### YOUR INSTRUCTIONS:
Change every "one point per line" in the records to "one point on each line" and write out all the records again with nothing else altered. Leave the pictures out.

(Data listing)
* * *

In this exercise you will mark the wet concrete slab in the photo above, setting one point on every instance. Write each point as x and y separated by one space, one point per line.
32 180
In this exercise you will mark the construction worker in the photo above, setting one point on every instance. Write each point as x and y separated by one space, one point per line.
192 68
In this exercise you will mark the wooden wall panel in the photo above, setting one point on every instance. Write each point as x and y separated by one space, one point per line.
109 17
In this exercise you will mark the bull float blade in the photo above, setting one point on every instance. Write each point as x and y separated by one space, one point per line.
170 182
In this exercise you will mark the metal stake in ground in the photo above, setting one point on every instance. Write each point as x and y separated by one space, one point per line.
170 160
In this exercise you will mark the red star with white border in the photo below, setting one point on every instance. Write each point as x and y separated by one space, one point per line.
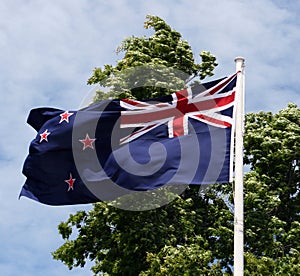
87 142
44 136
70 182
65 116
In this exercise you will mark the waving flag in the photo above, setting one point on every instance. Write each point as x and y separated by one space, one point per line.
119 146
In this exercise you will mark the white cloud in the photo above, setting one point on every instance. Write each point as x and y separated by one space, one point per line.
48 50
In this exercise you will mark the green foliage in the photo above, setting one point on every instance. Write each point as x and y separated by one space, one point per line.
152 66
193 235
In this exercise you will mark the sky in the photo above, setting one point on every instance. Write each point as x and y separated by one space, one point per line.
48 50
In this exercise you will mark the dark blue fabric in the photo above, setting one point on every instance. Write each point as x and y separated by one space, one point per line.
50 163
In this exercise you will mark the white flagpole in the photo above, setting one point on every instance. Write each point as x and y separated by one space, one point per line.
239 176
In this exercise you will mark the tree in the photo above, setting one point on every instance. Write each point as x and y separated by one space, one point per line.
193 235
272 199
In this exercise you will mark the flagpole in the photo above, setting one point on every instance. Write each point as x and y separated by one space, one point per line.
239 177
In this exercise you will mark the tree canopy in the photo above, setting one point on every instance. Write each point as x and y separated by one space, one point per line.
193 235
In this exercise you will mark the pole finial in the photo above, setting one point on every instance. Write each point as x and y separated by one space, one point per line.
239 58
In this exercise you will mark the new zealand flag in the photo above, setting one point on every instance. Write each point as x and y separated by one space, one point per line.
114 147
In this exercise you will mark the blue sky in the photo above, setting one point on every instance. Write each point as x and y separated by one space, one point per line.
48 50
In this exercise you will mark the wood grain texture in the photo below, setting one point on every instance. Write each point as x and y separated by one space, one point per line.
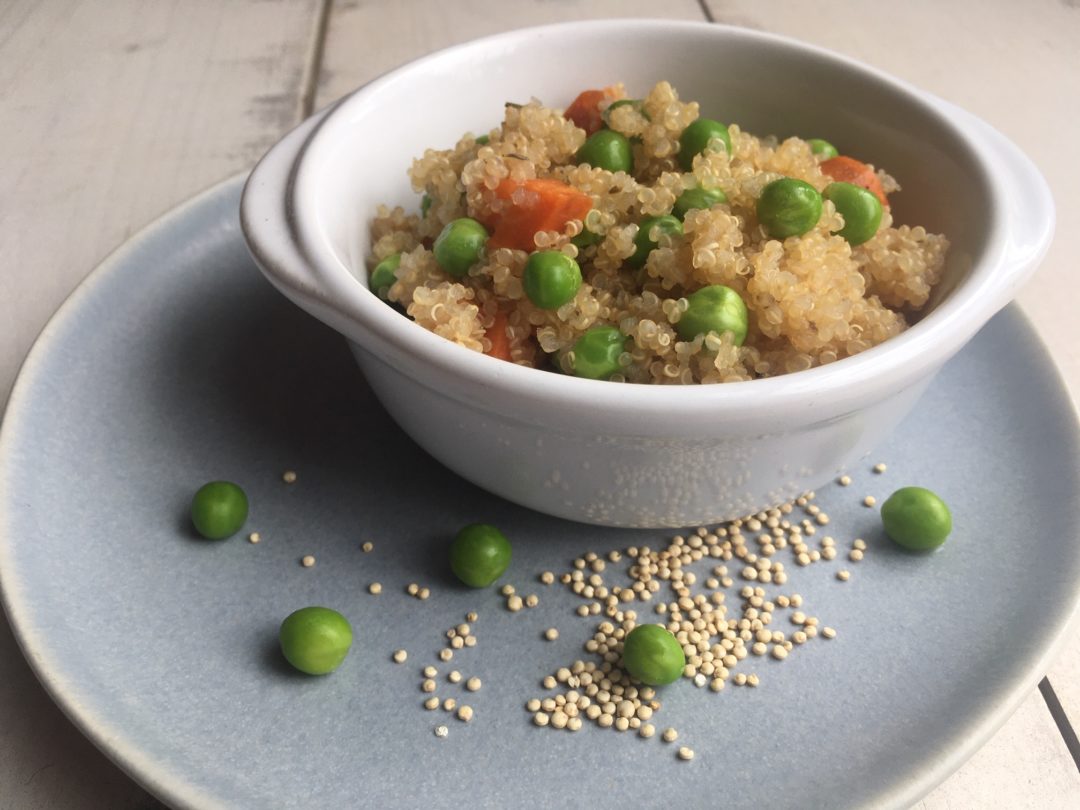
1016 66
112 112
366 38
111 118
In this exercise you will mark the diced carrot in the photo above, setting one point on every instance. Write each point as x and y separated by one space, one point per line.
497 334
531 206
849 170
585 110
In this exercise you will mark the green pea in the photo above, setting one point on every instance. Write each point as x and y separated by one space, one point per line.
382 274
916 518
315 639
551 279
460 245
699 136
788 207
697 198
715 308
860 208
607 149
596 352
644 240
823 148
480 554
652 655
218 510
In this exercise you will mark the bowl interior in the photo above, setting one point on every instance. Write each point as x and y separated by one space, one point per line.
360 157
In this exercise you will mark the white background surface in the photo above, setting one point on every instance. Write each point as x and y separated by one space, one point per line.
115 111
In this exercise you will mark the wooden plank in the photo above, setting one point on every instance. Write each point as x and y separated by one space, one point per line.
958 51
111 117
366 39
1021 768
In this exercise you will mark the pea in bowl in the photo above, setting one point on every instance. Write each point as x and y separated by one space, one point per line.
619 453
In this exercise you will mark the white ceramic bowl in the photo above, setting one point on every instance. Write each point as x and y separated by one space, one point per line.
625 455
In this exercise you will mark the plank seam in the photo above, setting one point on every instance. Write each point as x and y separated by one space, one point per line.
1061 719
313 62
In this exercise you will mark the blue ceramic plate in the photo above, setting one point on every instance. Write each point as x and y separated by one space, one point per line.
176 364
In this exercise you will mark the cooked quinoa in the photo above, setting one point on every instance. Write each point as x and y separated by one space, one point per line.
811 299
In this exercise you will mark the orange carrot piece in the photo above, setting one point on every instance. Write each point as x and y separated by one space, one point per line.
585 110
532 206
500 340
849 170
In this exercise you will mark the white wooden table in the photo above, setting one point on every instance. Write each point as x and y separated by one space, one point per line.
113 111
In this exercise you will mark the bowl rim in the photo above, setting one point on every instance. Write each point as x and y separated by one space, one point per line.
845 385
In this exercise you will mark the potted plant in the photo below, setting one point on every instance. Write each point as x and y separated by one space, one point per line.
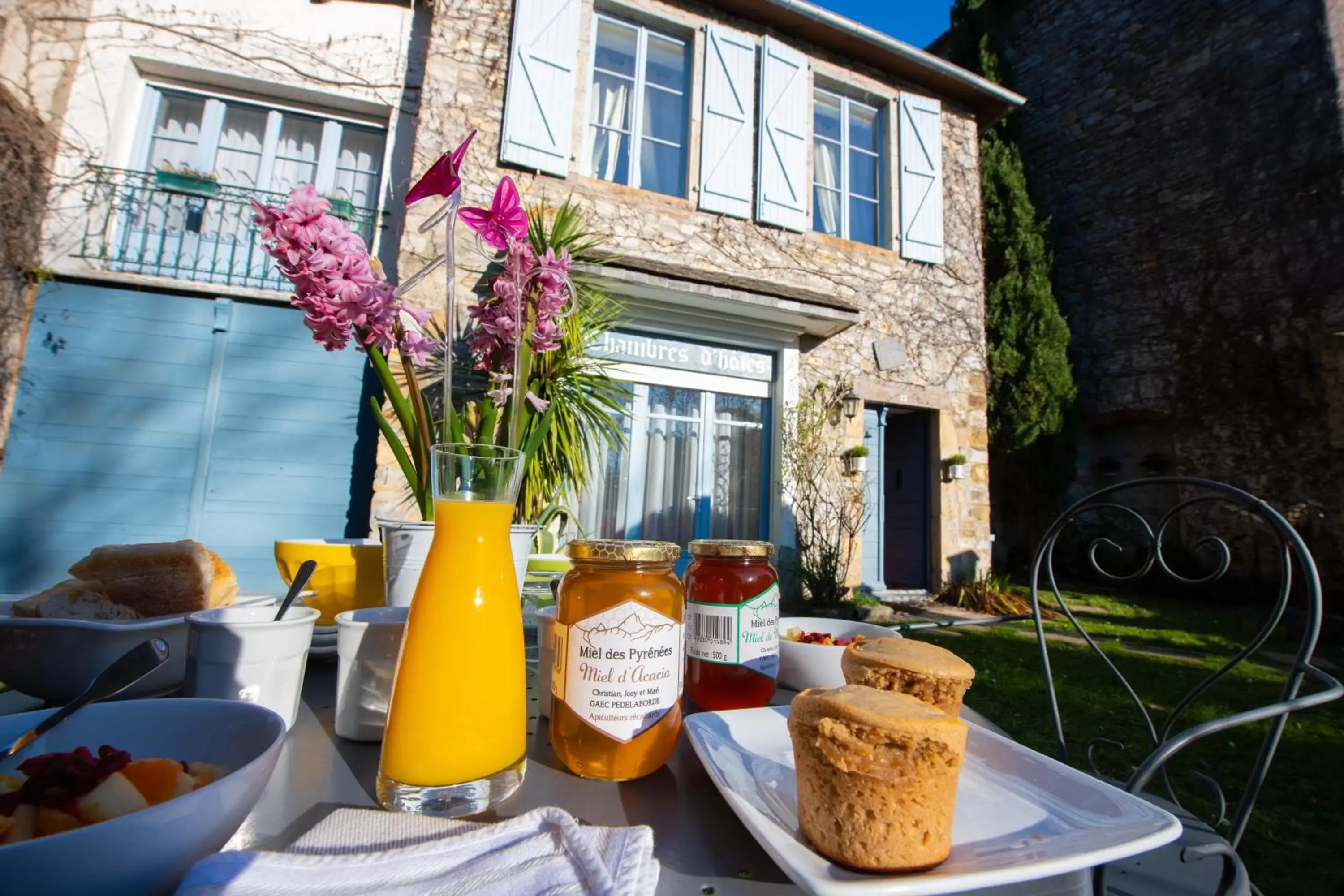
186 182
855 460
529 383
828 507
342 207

* * *

### RIGHT ANSWER:
In this exercise you will mark the wet concrete slab in the photo above, setting one point on every instance. Write each point as x and y separated by one space, one point on each line.
32 180
In this exercise you will mark the construction worker in the photo above, setting one point on every instance. Write each point as x and y separated by one space, one point on each line.
192 68
In this exercise you will mark the wooden wall panel in the photo above, setting one point on every instance. Write each point as x and y separated by one space, one point on each line.
109 17
In this exercise you will mark the bull float blade in the photo above, setting one point on every instance. Write each point as x and y separated by one space, one point on each line.
170 182
In this exercise you will mark the metal stake in ground in the photo above, setting one point on every instance. Write each point as x and y separated by one space, one point on each line.
170 160
In this exercise you will mark the red star with white border in the photo below, setting one point on every instance. Write each point as x and y separated by one space, one point on each line.
87 142
44 136
70 182
65 116
In this exercise you will mark the waving flag in the photo above, setting one point on every instance. Write each point as x and y separated by one space, one point on each line.
119 146
In this exercise you will mark the white cloud in the photo above, setting one point on every instance. Write each point as x and y separated by one space, one point on each line.
48 50
In this exercise you will mark the green foliage in the photo above, setting one point on every instance. Write each point as x and y separated by one space, one point on each line.
152 66
193 235
In this exercise you will mark the sky in the photo above, setting one point on every instance. Write each point as x and y separated by one space, one point on each line.
48 50
In this exercise you will mark the dark blue fabric in the photo above, setting one point on every instance. Write each point as x and y separated by one space, one point on each line.
50 163
In this exercise you will mark the white flagpole in the photo above, setting one point on every instance. Write each point as x and y separated by one space, one point on each line.
239 176
In this exercise you will mark the tree in the photo above, setting one point on every instance. Write each point as x and y separated by one space, one point on each line.
193 235
272 199
In this exercise you will mark the flagpole in the photo above, setting one point on every instance. Write each point as x and y separated by one space, one point on each line.
239 177
In this exercise you will mark the tree canopy in the photo above, setting one point on every instance. Write each point as x and y separated by one space, one point on each line.
193 235
In this exercise you will mark the pole finial in the photo above, setting one point on every instance. Write each point as x and y separated by one space, one point on each line.
239 58
In this exercise you will mark the new zealand flag in the photo above, setting one point on every instance. Write each point as x and y separated by one space, one point on each line.
114 147
In this exercise you will mark the blue sky in the photo above, setting one point on every instance. Write each point as x and y separated by one space, one point on each line.
48 50
In this exercise you will mark the wood grain texture in the photo below, setting one point on every instance. Write each point as x and y separated by one space, one point on each line.
1016 66
112 112
366 38
111 118
In this exercise you will mark the diced carrot in the photo above, setting one point on every instance. Write each point as x and y separated by one space, one point on each line.
497 334
531 206
849 170
585 110
In this exercise you will mark the green pea in the photo above, setting one point on every instance. Write each point as x and y separated by one space, one point on each line.
382 274
916 518
315 639
551 279
460 245
699 136
788 207
697 198
715 308
860 208
607 149
596 352
644 240
823 148
480 554
652 655
218 510
In this exercise you will mark the bowl interior in the photo above, setting one point on every instance. Write each point as x and y separated by one space, one point on each line.
360 157
In this exercise you will mark the white background surface in the photo above, setting one point on every instance. Write each point as x and y separated by one space, one point on each line.
115 111
In this exercise you will mark the wooden plank in the photo above, setting one point on every instance. Write each point as x and y separated by one space, one point on each line.
958 51
111 117
366 39
1021 768
In this exercise you will mark the pea in bowl in the photo above, setting one point on every instance. Write each point as x and y separated by one space, one point on each line.
619 453
In this exercise you will mark the white ceramic bowl in the photo above, setting one point on every instance. Write each point as x and y separated by one space, one point on each line.
625 455
In this exercise you will mark the plank seam in the photo above, setting one point on every instance. Write each point as x and y separated by one space, one point on each line.
1061 719
313 62
In this exercise you will mark the blue ceramic plate in the photo above, setting one point on every instance. Write each point as x and y separated by one space, one point on each line.
176 364
In this exercise you will mark the cooked quinoa in the photo above, setting one point on every instance. Write each point as x and y separated by one space, one point on each line.
811 299
In this exercise you will mark the orange carrot piece in the photo above, setting one point on every instance. Write each point as x and y separated by one space, one point on each line.
585 110
532 206
500 340
849 170
In this exercise you will mark the white wooden table in the photo above, setting one point on every instance. Write each point as x and y separated by one space, one point on each line.
113 111
In this exercise you will mark the bowl rim in the photo above, setting one point on every instance. Write each point as x and y separated by one space, one point on each line.
845 385
In this exercise you will mark the potted plant in the photo below, setting one point on every instance. Write each point as x and y separated by one space, one point on each line.
186 182
855 460
529 383
828 507
342 207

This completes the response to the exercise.